__WRITTEN TASK__: Edit the rows below so that "Each occurrence" becomes "Every instance" everywhere it occurs, and leave everything else untouched.

__THE DATA__:
━━━━━━

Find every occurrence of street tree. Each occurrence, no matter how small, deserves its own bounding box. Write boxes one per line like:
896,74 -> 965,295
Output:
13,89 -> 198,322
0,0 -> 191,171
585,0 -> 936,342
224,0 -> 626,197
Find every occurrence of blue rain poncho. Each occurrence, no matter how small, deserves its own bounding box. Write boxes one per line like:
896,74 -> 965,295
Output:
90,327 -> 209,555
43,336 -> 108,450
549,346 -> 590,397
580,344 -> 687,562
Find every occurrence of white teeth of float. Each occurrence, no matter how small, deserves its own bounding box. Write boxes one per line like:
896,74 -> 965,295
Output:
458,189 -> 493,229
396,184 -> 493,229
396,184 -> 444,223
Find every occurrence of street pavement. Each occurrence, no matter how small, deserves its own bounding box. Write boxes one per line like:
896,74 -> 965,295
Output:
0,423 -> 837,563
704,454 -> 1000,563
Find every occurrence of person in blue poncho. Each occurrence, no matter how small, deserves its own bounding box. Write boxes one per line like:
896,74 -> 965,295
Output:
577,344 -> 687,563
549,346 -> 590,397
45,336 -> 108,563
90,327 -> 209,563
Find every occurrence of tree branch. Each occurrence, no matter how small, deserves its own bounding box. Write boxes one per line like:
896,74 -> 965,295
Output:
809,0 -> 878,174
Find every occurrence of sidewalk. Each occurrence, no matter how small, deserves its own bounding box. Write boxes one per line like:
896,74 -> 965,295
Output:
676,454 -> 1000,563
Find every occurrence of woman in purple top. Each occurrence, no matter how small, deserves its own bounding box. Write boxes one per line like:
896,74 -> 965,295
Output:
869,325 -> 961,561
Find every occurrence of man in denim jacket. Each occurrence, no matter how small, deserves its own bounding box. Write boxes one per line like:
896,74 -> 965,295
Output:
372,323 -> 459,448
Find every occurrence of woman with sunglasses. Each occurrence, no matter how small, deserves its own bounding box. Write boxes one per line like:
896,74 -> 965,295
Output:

━━━━━━

__SOLUTION__:
Find every occurrence of street tree. Every instance, no matter how small, deserves its own bounding box. Write boxes one per line like:
896,74 -> 965,295
Output:
13,89 -> 198,322
0,0 -> 191,171
585,0 -> 936,342
224,0 -> 626,197
Find every occurrence of blue rain poncho. Every instance, no matter how small, deserves its own bounding box. Write boxes one per line like:
896,74 -> 965,295
Output:
90,327 -> 209,555
43,336 -> 108,450
549,346 -> 590,397
580,344 -> 687,562
Find every occurrence of white teeth of float. Every instance, no matter how small, deserves its own bounding box. Write boxes one per line like:
896,74 -> 965,295
Output:
458,189 -> 493,229
396,184 -> 493,229
396,184 -> 444,223
Find every occurrence of street pavement. Every instance, no matter how small, deserves its own bounding box. Write boxes one per line like:
896,74 -> 965,295
Output:
0,423 -> 837,563
704,454 -> 1000,563
Find every occurrence of person in blue poncho. Every instance, no matter how small, deserves its own bounding box. Write boxes one per line like:
896,74 -> 965,295
Output:
577,344 -> 687,563
549,346 -> 590,397
45,336 -> 108,563
90,327 -> 209,563
Find every occurrence of tree branch. Every instance, no matter how small, deserves its own bounding box. Write boxes one per line like:
896,74 -> 965,295
Output:
809,0 -> 878,174
Find every occurrence of sidewalk. Every instance, no matter how small, deserves its own bounding box. Write boxes one per line like:
896,74 -> 965,295
Output:
676,454 -> 1000,563
Find every occurrence of woman in purple top. Every instance, no matter how small, deserves its own bounding box. Write boxes one per line like:
896,74 -> 965,295
Output:
869,325 -> 961,561
Find every occurrence of man in denim jacket. Every instance, no matter how small, deserves its own bounding box. Write boxes one per line like:
896,74 -> 965,295
Output:
372,323 -> 459,448
Find every occurrence of woman with sunglasses. Every instance, no matter how small, deserves its own bounding box. Write boxes one per line like:
896,74 -> 965,295
Output:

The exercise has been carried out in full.